PROBLEM STATEMENT — In the text on managing chronic conditions, rewrite the part starting at "We are NOT telling" and ending at "of this partnership.", with "Physicians" changed to "Doctors".

TEXT PROVIDED —
=== Begin Enclosure ===

This section of New Health Partnerships gives information and resources for managing your condition and making changes in your life. You can find ways to work better with your family and with health care providers. You can learn self-care strategies that work for almost any condition. You can discover ways to cope with the ups and downs, overcome the barriers, and live your best, healthiest possible life. And more.
How will these skills help? When you have a chronic condition, staying healthy and living well depends in large part on healthy behaviors. For most of us, that requires change. Change doesn’t happen just because you want it to. It requires planning, support and effort. This is especially true when change must be sustained for a lifetime, as with managing a chronic condition.
According to nursing professors Juliet Corbin and Anselm Strauss, people living with long-term conditions face three difficult tasks.
- Managing your health condition – things like diet, exercise, medications, treatments, self-testing and record keeping.
- Maintaining your functions and roles in life – being able to do the things you need and want to do. Having the best possible relationships with others.
- Dealing with the emotional demands of your condition and life – especially difficult emotions like grief, fear, frustration, and anger.
We are NOT telling you to make these changes alone. We encourage you to work with family members, other patients, and your healthcare providers. Most of us need support in changing lifelong behaviors. Physicians and healthcare teams need to learn new tools and skills to give this support.
The mission of New Health Partnerships is to support new ways for patients with chronic conditions and their families to partner with health care providers. Evidence shows that when patients and providers partner in self-management, both groups enjoy much better outcomes. In this section of the site, you will learn all you need to succeed at your side of this partnership.

=== End Enclosure ===

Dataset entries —
=== Begin Enclosure ===

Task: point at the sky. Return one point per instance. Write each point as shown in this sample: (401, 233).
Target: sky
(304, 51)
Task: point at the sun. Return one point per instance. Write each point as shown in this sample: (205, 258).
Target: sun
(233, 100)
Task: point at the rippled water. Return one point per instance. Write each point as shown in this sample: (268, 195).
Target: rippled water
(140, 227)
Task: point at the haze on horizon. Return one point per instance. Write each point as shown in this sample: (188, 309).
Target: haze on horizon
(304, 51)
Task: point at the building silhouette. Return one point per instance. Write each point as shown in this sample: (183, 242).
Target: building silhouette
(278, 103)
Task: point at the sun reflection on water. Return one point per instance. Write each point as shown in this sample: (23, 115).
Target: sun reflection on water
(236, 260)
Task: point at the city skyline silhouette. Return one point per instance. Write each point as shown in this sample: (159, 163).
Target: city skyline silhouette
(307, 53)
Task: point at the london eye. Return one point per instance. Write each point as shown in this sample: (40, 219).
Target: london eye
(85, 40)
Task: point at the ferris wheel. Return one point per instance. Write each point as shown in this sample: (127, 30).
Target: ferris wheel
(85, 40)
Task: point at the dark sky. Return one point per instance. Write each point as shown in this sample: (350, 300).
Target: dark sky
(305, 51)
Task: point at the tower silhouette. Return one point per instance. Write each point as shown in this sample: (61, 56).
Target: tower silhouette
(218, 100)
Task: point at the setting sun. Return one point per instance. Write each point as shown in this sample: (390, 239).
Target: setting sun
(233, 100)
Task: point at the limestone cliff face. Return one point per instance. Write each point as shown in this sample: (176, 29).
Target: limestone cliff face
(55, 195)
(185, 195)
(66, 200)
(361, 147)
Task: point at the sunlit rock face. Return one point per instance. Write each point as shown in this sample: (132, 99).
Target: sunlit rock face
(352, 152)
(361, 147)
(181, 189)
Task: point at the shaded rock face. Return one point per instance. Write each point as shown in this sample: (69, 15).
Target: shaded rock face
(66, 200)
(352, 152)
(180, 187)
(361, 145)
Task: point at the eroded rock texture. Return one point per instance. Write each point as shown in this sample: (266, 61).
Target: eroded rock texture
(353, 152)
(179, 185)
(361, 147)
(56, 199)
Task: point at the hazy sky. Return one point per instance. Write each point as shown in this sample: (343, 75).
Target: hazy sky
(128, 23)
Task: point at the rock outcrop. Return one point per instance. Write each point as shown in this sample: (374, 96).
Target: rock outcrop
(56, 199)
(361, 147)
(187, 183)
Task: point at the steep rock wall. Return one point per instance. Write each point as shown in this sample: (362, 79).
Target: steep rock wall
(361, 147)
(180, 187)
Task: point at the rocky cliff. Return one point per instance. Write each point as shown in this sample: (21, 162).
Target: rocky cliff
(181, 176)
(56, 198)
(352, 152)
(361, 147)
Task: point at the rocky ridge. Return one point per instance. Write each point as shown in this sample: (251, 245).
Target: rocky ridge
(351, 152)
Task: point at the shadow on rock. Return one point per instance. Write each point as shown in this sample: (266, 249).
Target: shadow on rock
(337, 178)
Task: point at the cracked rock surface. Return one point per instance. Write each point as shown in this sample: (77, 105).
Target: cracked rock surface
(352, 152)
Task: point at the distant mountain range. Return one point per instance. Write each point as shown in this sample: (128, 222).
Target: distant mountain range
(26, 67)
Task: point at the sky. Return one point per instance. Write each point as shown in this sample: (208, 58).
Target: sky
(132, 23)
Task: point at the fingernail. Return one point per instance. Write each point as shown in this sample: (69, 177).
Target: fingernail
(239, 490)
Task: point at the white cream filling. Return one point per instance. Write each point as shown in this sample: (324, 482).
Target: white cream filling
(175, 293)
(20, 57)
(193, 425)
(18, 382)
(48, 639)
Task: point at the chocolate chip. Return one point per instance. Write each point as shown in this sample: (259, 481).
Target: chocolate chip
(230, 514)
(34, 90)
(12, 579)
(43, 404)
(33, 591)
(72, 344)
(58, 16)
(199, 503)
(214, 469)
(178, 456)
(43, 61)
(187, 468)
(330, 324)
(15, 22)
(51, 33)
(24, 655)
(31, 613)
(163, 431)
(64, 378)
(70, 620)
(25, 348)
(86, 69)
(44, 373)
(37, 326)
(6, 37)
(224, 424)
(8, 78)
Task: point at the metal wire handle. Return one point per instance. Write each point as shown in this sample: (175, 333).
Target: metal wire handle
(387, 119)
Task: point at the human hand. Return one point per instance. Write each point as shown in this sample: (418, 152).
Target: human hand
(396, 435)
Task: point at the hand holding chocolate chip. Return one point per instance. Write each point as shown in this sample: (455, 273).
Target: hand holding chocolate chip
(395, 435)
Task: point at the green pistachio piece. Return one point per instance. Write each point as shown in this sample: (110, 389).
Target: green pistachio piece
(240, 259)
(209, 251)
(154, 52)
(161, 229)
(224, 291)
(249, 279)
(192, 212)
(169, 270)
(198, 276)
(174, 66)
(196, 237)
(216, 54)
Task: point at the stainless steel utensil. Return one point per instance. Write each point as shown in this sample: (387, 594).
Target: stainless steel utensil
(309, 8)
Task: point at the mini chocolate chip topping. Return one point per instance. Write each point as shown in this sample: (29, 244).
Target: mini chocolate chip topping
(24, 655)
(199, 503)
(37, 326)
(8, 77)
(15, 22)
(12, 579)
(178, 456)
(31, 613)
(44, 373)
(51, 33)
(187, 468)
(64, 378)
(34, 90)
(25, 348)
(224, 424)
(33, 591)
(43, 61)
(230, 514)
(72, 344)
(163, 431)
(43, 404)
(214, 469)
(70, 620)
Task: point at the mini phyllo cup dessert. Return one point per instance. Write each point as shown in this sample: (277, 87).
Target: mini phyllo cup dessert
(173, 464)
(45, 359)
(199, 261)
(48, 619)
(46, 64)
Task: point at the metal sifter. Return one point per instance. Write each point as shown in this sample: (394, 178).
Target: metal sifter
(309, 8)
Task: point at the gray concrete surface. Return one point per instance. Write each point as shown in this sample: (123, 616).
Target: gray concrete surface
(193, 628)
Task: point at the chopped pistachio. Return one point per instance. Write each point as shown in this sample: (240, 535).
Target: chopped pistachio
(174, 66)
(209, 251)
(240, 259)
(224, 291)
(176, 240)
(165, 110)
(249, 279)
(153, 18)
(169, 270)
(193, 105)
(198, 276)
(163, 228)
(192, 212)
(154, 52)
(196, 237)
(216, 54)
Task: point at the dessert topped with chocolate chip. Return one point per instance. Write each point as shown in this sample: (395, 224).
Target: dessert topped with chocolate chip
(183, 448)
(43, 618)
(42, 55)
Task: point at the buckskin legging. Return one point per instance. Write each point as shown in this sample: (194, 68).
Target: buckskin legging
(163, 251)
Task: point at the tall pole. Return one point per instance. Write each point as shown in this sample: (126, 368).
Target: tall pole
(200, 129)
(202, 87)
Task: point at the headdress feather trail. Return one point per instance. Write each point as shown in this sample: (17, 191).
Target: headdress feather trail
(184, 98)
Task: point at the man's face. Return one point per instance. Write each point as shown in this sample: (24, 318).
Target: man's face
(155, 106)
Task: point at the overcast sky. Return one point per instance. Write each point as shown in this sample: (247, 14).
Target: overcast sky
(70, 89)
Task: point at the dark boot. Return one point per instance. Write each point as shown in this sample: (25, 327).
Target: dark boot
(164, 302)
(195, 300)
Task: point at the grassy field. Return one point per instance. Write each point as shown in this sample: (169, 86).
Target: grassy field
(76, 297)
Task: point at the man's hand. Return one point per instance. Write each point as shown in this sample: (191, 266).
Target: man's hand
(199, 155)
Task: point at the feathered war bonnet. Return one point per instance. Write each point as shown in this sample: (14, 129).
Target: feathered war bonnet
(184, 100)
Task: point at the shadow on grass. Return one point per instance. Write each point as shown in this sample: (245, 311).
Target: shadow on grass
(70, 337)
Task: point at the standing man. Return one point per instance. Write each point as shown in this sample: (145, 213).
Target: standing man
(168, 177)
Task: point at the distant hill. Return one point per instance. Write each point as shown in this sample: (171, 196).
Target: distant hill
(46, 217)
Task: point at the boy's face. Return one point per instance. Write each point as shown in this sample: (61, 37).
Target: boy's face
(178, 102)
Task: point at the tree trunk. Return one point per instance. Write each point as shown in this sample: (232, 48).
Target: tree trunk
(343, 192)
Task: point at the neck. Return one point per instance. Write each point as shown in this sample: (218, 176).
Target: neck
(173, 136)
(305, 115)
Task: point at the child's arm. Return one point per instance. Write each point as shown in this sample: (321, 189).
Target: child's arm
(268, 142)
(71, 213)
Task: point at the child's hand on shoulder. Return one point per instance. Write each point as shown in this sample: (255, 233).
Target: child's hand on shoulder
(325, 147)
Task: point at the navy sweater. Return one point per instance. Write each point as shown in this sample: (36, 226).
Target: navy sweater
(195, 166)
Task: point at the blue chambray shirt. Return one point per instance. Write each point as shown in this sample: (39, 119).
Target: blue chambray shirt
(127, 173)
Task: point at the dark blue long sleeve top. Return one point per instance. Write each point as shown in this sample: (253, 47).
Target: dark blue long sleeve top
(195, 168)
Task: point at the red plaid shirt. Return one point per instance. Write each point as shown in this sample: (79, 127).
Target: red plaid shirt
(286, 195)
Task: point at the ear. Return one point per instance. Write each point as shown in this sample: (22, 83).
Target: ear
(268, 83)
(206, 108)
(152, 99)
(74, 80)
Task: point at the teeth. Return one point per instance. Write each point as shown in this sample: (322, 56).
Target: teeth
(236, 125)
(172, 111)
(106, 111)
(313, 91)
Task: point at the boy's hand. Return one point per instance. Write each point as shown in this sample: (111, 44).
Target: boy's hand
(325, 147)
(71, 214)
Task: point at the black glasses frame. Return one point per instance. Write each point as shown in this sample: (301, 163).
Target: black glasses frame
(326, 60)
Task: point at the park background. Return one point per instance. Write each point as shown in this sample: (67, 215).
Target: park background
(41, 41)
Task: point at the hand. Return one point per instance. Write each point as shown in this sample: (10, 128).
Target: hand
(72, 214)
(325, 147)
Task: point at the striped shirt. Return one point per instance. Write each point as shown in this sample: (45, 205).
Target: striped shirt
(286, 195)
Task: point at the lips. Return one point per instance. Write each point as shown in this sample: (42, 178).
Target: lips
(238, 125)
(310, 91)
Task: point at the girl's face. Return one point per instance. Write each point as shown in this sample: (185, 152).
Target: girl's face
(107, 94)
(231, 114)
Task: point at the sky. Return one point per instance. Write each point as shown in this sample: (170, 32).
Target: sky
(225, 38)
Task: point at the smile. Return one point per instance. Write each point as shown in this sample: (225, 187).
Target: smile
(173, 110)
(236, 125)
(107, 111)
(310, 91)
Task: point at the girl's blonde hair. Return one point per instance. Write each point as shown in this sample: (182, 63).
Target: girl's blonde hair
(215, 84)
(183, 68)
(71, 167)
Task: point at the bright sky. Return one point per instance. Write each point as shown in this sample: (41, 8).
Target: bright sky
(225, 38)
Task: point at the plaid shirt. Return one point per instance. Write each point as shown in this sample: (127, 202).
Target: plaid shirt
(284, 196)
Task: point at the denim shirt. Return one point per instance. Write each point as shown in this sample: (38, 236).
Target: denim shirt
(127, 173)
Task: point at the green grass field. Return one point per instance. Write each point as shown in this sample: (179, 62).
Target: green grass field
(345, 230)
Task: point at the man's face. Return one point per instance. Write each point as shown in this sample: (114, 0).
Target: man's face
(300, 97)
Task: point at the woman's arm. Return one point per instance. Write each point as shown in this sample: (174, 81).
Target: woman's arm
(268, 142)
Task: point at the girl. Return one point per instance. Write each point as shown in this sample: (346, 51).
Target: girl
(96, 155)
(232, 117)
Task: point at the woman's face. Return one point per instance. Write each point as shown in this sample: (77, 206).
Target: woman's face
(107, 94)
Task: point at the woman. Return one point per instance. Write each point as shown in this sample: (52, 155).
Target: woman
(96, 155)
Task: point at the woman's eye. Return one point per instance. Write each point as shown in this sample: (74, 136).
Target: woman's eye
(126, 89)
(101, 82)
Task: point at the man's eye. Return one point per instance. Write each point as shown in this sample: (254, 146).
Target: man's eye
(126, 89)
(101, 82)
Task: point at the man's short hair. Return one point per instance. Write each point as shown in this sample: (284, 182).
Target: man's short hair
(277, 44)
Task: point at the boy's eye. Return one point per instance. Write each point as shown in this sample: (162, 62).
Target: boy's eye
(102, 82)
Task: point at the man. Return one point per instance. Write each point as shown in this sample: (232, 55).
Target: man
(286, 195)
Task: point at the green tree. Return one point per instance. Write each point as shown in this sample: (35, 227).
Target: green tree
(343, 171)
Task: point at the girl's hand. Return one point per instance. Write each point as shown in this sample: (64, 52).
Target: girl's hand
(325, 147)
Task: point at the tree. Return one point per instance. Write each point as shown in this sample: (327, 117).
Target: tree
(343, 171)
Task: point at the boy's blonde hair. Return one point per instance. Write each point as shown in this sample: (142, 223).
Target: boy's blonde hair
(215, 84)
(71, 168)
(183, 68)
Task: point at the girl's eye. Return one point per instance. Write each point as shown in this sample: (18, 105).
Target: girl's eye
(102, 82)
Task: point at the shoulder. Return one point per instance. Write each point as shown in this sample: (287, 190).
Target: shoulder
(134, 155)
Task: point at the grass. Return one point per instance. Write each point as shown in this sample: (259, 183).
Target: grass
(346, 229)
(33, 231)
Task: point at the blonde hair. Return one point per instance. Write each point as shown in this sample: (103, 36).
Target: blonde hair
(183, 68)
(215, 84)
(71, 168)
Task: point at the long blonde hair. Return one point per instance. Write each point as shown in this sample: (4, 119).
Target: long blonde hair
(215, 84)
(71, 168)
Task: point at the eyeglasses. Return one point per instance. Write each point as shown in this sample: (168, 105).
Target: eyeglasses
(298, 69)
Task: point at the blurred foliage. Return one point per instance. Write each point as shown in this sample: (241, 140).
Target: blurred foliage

=== End Enclosure ===

SOLVED EXERCISE —
We are NOT telling you to make these changes alone. We encourage you to work with family members, other patients, and your healthcare providers. Most of us need support in changing lifelong behaviors. Doctors and healthcare teams need to learn new tools and skills to give this support.
The mission of New Health Partnerships is to support new ways for patients with chronic conditions and their families to partner with health care providers. Evidence shows that when patients and providers partner in self-management, both groups enjoy much better outcomes. In this section of the site, you will learn all you need to succeed at your side of this partnership.